*What this task involves*
Rewrite every line of the material below as a numbered list, omitting any blank lines.

*Exercise material*

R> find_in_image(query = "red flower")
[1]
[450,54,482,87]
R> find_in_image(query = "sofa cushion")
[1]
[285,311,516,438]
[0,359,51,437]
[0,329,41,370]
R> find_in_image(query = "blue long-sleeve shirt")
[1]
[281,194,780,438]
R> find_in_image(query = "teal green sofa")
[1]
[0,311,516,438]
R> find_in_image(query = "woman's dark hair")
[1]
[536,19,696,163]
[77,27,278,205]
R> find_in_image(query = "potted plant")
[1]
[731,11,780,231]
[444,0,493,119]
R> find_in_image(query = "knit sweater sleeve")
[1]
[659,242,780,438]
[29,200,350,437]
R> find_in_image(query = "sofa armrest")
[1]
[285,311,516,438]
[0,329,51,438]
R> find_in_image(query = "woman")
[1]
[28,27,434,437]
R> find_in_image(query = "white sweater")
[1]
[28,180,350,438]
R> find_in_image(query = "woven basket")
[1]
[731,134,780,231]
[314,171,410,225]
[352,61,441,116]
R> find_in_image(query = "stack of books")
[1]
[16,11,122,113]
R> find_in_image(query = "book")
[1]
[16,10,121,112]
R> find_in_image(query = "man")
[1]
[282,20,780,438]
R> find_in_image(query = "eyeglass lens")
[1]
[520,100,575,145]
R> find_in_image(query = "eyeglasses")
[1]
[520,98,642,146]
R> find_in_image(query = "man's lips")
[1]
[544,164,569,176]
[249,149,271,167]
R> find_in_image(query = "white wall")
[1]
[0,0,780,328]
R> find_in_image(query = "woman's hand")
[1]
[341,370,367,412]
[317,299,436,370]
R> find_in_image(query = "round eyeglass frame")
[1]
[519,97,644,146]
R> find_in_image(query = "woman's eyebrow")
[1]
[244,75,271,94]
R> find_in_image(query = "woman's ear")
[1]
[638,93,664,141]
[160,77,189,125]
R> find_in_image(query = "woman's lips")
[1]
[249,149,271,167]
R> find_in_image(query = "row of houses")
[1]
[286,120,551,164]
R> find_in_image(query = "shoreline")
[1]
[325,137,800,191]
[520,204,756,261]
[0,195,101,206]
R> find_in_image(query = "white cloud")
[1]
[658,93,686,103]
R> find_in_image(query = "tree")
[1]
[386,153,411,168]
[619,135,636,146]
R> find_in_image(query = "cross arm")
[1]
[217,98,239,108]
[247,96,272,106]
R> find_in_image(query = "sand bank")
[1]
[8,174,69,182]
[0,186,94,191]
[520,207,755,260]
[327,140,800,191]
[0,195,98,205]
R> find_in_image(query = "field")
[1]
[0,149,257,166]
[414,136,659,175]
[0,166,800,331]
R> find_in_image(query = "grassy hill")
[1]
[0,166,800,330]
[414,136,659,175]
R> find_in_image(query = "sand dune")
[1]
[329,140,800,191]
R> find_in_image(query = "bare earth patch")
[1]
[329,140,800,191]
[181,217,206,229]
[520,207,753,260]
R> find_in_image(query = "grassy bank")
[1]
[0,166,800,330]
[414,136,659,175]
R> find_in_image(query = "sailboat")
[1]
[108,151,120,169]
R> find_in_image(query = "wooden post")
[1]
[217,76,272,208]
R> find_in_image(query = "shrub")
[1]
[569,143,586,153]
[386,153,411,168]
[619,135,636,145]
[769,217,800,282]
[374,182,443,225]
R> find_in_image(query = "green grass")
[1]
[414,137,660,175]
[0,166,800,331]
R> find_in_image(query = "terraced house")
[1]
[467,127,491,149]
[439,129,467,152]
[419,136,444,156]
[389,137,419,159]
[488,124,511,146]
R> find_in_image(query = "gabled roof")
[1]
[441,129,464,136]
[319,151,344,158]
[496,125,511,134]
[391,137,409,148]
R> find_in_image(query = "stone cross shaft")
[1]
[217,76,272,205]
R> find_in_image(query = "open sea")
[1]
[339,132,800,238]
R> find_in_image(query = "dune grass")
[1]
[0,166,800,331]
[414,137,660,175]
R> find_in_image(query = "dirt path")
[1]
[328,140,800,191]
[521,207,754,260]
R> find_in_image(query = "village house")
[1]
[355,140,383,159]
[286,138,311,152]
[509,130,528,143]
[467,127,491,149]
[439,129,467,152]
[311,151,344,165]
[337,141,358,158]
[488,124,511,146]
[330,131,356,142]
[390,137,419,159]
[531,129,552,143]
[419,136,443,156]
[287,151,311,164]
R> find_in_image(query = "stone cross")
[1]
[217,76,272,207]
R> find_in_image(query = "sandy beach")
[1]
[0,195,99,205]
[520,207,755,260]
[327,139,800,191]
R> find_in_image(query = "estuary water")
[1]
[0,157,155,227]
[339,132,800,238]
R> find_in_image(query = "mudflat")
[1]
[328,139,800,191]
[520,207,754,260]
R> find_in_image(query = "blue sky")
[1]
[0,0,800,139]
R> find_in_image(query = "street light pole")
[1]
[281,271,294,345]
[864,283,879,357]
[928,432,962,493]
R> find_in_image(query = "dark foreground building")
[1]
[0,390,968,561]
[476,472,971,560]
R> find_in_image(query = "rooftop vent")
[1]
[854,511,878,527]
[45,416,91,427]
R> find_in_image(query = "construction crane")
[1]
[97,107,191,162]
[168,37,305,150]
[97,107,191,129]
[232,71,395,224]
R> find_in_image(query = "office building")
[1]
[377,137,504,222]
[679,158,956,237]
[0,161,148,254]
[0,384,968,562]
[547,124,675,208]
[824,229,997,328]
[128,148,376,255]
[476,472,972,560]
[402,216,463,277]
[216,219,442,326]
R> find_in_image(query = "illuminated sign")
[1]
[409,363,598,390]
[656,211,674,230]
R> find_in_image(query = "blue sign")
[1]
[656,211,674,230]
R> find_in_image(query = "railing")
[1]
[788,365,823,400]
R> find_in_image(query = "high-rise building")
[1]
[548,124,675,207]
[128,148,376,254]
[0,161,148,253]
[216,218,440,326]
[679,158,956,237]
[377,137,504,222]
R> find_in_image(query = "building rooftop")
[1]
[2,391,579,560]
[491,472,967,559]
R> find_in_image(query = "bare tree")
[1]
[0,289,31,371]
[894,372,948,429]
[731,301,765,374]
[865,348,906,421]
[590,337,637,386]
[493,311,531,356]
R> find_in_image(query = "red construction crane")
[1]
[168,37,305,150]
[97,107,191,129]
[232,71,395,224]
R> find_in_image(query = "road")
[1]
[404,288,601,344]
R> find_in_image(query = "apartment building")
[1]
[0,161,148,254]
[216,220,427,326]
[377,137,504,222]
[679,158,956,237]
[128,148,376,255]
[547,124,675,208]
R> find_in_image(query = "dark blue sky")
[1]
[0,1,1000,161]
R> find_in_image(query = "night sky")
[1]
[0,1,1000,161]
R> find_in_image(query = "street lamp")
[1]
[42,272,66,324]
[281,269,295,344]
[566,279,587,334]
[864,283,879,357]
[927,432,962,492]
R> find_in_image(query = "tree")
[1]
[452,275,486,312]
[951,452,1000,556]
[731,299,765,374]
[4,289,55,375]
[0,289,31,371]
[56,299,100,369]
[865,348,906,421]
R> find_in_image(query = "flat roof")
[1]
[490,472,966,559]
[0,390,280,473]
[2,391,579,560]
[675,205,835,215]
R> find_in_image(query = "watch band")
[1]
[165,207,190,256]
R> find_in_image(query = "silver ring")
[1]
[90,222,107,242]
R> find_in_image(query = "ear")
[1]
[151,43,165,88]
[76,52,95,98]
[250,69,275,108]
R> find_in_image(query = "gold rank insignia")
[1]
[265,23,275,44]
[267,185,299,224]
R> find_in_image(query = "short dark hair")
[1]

*Written reply*
1. R> find_in_image(query = "red flower")
2. [1]
3. [450,54,482,87]
4. R> find_in_image(query = "sofa cushion")
5. [1]
6. [285,311,516,438]
7. [0,359,51,437]
8. [0,329,41,370]
9. R> find_in_image(query = "blue long-sleeve shirt")
10. [1]
11. [281,194,780,438]
12. R> find_in_image(query = "teal green sofa")
13. [1]
14. [0,311,516,438]
15. R> find_in_image(query = "woman's dark hair")
16. [1]
17. [536,19,696,163]
18. [77,27,278,205]
19. R> find_in_image(query = "potted plant")
20. [1]
21. [731,11,780,231]
22. [444,0,493,119]
23. R> find_in_image(query = "knit sweater sleeve")
24. [1]
25. [659,242,780,438]
26. [29,200,350,437]
27. R> find_in_image(query = "sofa armrest")
28. [1]
29. [285,311,516,438]
30. [0,329,51,438]
31. R> find_in_image(query = "woman")
32. [1]
33. [28,27,434,437]
34. R> find_in_image(query = "white sweater")
35. [1]
36. [28,180,350,438]
37. R> find_in_image(query = "woven basket")
38. [1]
39. [731,134,780,231]
40. [314,171,410,225]
41. [352,61,441,116]
42. R> find_in_image(query = "stack of books")
43. [1]
44. [16,11,122,113]
45. R> find_in_image(query = "book")
46. [1]
47. [16,10,121,112]
48. R> find_in_image(query = "man")
49. [1]
50. [282,20,780,438]
51. R> find_in_image(query = "eyeglass lens")
52. [1]
53. [520,100,575,145]
54. R> find_in_image(query = "eyeglasses")
55. [1]
56. [520,98,642,146]
57. R> find_in_image(query = "man's lips")
58. [1]
59. [544,164,569,176]
60. [249,149,271,167]
61. R> find_in_image(query = "white wall")
62. [1]
63. [0,0,780,328]
64. R> find_in_image(query = "woman's hand")
65. [1]
66. [341,370,367,412]
67. [317,299,436,370]
68. R> find_in_image(query = "round eyeglass frame")
69. [1]
70. [519,97,644,146]
71. R> find_in_image(query = "woman's eyebrow")
72. [1]
73. [244,75,271,94]
74. R> find_in_image(query = "woman's ear")
75. [1]
76. [638,93,664,141]
77. [160,77,189,125]
78. R> find_in_image(query = "woman's lips")
79. [1]
80. [249,149,271,167]
81. R> find_in_image(query = "row of houses")
82. [1]
83. [286,120,551,164]
84. R> find_in_image(query = "shoreline")
85. [1]
86. [325,137,800,191]
87. [520,204,756,261]
88. [0,195,101,206]
89. R> find_in_image(query = "white cloud")
90. [1]
91. [658,93,686,103]
92. R> find_in_image(query = "tree")
93. [1]
94. [386,153,411,168]
95. [619,135,636,146]
96. R> find_in_image(query = "cross arm")
97. [1]
98. [217,98,239,108]
99. [247,96,272,106]
100. R> find_in_image(query = "sand bank")
101. [1]
102. [8,174,69,182]
103. [0,186,94,191]
104. [520,207,755,260]
105. [327,140,800,191]
106. [0,195,98,205]
107. R> find_in_image(query = "field")
108. [1]
109. [0,149,257,166]
110. [414,136,659,175]
111. [0,166,800,331]
112. R> find_in_image(query = "grassy hill")
113. [1]
114. [0,166,800,330]
115. [414,136,659,175]
116. R> find_in_image(query = "sand dune")
117. [1]
118. [329,140,800,191]
119. R> find_in_image(query = "bare earth patch")
120. [1]
121. [329,140,800,191]
122. [181,217,206,229]
123. [520,207,753,260]
124. R> find_in_image(query = "grassy bank")
125. [1]
126. [0,166,800,330]
127. [414,136,659,175]
128. R> find_in_image(query = "sailboat")
129. [1]
130. [108,151,120,169]
131. R> find_in_image(query = "wooden post")
132. [1]
133. [217,76,272,208]
134. R> find_in_image(query = "shrub")
135. [1]
136. [569,143,586,153]
137. [386,153,411,168]
138. [619,135,636,145]
139. [769,217,800,282]
140. [374,182,443,225]
141. R> find_in_image(query = "green grass")
142. [1]
143. [414,137,660,175]
144. [0,166,800,331]
145. R> find_in_image(query = "terraced house")
146. [1]
147. [467,127,491,149]
148. [439,129,467,152]
149. [419,136,444,156]
150. [389,137,419,159]
151. [488,124,511,146]
152. R> find_in_image(query = "gabled roof")
153. [1]
154. [441,129,464,136]
155. [319,151,344,158]
156. [496,125,511,134]
157. [391,137,409,148]
158. R> find_in_image(query = "stone cross shaft")
159. [1]
160. [217,76,272,205]
161. R> find_in_image(query = "open sea")
162. [1]
163. [339,132,800,238]
164. R> find_in_image(query = "dune grass")
165. [1]
166. [0,166,800,331]
167. [414,137,660,175]
168. R> find_in_image(query = "dirt path")
169. [1]
170. [328,140,800,191]
171. [521,207,754,260]
172. R> find_in_image(query = "village house")
173. [1]
174. [355,140,383,159]
175. [286,138,311,152]
176. [509,130,528,143]
177. [467,127,491,149]
178. [439,129,467,152]
179. [311,151,344,165]
180. [337,141,358,158]
181. [488,124,511,146]
182. [330,131,356,142]
183. [390,137,419,159]
184. [531,129,552,143]
185. [419,136,443,156]
186. [287,151,311,164]
187. R> find_in_image(query = "stone cross")
188. [1]
189. [217,76,272,207]
190. R> find_in_image(query = "sandy beach")
191. [1]
192. [0,195,99,205]
193. [520,207,755,260]
194. [327,139,800,191]
195. R> find_in_image(query = "estuary water")
196. [1]
197. [0,157,155,227]
198. [339,132,800,238]
199. R> find_in_image(query = "mudflat")
200. [1]
201. [328,139,800,191]
202. [520,207,754,260]
203. R> find_in_image(query = "blue sky")
204. [1]
205. [0,0,800,139]
206. R> find_in_image(query = "street light pole")
207. [1]
208. [281,271,294,345]
209. [864,283,879,357]
210. [928,432,962,493]
211. R> find_in_image(query = "dark foreground building")
212. [1]
213. [0,390,968,561]
214. [476,472,971,560]
215. R> find_in_image(query = "rooftop vent")
216. [1]
217. [854,511,878,527]
218. [45,416,91,427]
219. R> find_in_image(query = "construction crane")
220. [1]
221. [97,107,191,162]
222. [168,37,305,150]
223. [97,107,191,129]
224. [232,71,395,224]
225. R> find_in_image(query = "office building")
226. [1]
227. [377,137,504,222]
228. [679,158,956,237]
229. [0,161,148,254]
230. [0,384,968,562]
231. [547,124,675,208]
232. [824,229,997,328]
233. [128,148,376,255]
234. [476,472,972,560]
235. [402,216,463,277]
236. [216,219,442,326]
237. R> find_in_image(query = "illuminated sign")
238. [1]
239. [409,363,598,390]
240. [656,211,674,230]
241. R> find_in_image(query = "blue sign")
242. [1]
243. [656,211,674,230]
244. R> find_in_image(query = "railing")
245. [1]
246. [788,365,823,400]
247. R> find_in_image(query = "high-rise building")
248. [1]
249. [548,124,675,207]
250. [128,148,376,254]
251. [0,161,148,253]
252. [216,218,440,326]
253. [679,158,956,237]
254. [377,137,504,222]
255. R> find_in_image(query = "building rooftop")
256. [1]
257. [2,391,579,560]
258. [491,472,967,559]
259. R> find_in_image(query = "bare tree")
260. [1]
261. [0,289,31,371]
262. [894,372,948,429]
263. [731,301,765,374]
264. [865,348,906,421]
265. [590,337,637,386]
266. [493,311,531,356]
267. R> find_in_image(query = "red construction crane")
268. [1]
269. [168,37,305,150]
270. [97,107,191,129]
271. [232,71,395,224]
272. R> find_in_image(query = "road")
273. [1]
274. [404,288,601,344]
275. R> find_in_image(query = "apartment building")
276. [1]
277. [0,161,148,254]
278. [216,220,427,326]
279. [377,137,504,222]
280. [679,158,956,237]
281. [128,148,376,255]
282. [547,124,675,208]
283. R> find_in_image(query = "dark blue sky")
284. [1]
285. [0,1,1000,161]
286. R> find_in_image(query = "night sky")
287. [1]
288. [0,1,1000,161]
289. R> find_in_image(query = "street lamp")
290. [1]
291. [42,272,66,324]
292. [281,269,295,344]
293. [566,279,587,334]
294. [864,283,879,357]
295. [927,432,962,492]
296. R> find_in_image(query = "tree")
297. [1]
298. [452,275,486,312]
299. [951,452,1000,556]
300. [731,299,765,374]
301. [4,289,55,375]
302. [0,289,31,371]
303. [56,299,100,369]
304. [865,348,906,421]
305. R> find_in_image(query = "flat roof")
306. [1]
307. [490,472,966,559]
308. [0,390,280,473]
309. [2,391,579,560]
310. [675,205,835,215]
311. R> find_in_image(query = "watch band")
312. [1]
313. [165,207,190,256]
314. R> find_in_image(query = "silver ring")
315. [1]
316. [90,222,107,242]
317. R> find_in_image(query = "ear")
318. [1]
319. [151,43,165,88]
320. [76,52,95,98]
321. [250,69,275,108]
322. R> find_in_image(query = "gold rank insignia")
323. [1]
324. [265,23,275,44]
325. [267,185,299,224]
326. R> find_in_image(query = "short dark hair")
327. [1]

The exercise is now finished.